**TASK REQUIREMENTS:**
Copy everything from the line containing "out the tree" down through the line containing "[(263, 10), (253, 14)]", substituting "fallen log" for every "tree trunk" and changing nothing else.

**SUPPLIED DATA:**
:::
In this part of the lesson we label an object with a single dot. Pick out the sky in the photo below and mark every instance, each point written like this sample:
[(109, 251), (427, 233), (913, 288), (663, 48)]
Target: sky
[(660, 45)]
:::
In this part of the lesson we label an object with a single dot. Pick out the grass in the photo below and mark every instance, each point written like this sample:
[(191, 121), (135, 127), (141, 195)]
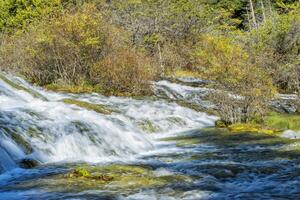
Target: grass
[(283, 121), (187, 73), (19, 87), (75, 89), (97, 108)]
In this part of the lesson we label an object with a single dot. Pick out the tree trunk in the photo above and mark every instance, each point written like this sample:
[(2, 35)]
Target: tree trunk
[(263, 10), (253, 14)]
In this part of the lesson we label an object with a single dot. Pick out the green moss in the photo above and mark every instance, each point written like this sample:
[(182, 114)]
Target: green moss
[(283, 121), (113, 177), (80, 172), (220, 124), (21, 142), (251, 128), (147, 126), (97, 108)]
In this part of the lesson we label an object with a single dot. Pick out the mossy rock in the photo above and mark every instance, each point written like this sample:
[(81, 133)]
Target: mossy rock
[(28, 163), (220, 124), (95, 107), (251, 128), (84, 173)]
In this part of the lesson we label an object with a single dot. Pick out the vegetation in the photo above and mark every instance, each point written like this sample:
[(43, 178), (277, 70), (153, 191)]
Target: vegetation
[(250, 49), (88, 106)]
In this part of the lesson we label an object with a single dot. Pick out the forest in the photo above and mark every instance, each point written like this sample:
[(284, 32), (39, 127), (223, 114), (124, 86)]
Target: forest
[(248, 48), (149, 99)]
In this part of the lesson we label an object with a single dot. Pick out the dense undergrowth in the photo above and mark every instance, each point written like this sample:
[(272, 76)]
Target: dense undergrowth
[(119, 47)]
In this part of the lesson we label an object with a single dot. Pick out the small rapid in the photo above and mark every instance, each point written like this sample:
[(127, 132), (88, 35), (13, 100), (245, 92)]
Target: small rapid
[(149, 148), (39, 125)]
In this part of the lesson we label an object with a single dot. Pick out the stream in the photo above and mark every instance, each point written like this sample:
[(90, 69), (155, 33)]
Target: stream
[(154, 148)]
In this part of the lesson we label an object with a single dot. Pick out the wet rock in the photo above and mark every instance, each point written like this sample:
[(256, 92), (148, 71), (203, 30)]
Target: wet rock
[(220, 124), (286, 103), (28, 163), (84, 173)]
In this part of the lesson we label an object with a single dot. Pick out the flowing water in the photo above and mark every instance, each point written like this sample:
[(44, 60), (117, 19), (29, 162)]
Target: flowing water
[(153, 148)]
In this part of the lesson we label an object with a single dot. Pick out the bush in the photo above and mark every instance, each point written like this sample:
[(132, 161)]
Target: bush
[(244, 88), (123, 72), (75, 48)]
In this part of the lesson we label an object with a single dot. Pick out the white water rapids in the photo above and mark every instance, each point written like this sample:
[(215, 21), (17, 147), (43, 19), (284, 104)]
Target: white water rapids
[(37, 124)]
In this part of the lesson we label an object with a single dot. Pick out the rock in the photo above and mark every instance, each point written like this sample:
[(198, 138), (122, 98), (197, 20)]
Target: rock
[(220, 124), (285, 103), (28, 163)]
:::
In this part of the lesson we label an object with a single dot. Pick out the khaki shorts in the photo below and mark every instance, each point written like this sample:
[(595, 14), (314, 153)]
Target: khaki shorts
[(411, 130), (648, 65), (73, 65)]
:::
**PROBLEM SOLUTION:**
In this part of the lesson we label an object with a single dot. Pick out the fallen log in the photo above and mark every instance, each point written like this sample:
[(2, 35)]
Target: fallen log
[(263, 10), (253, 14)]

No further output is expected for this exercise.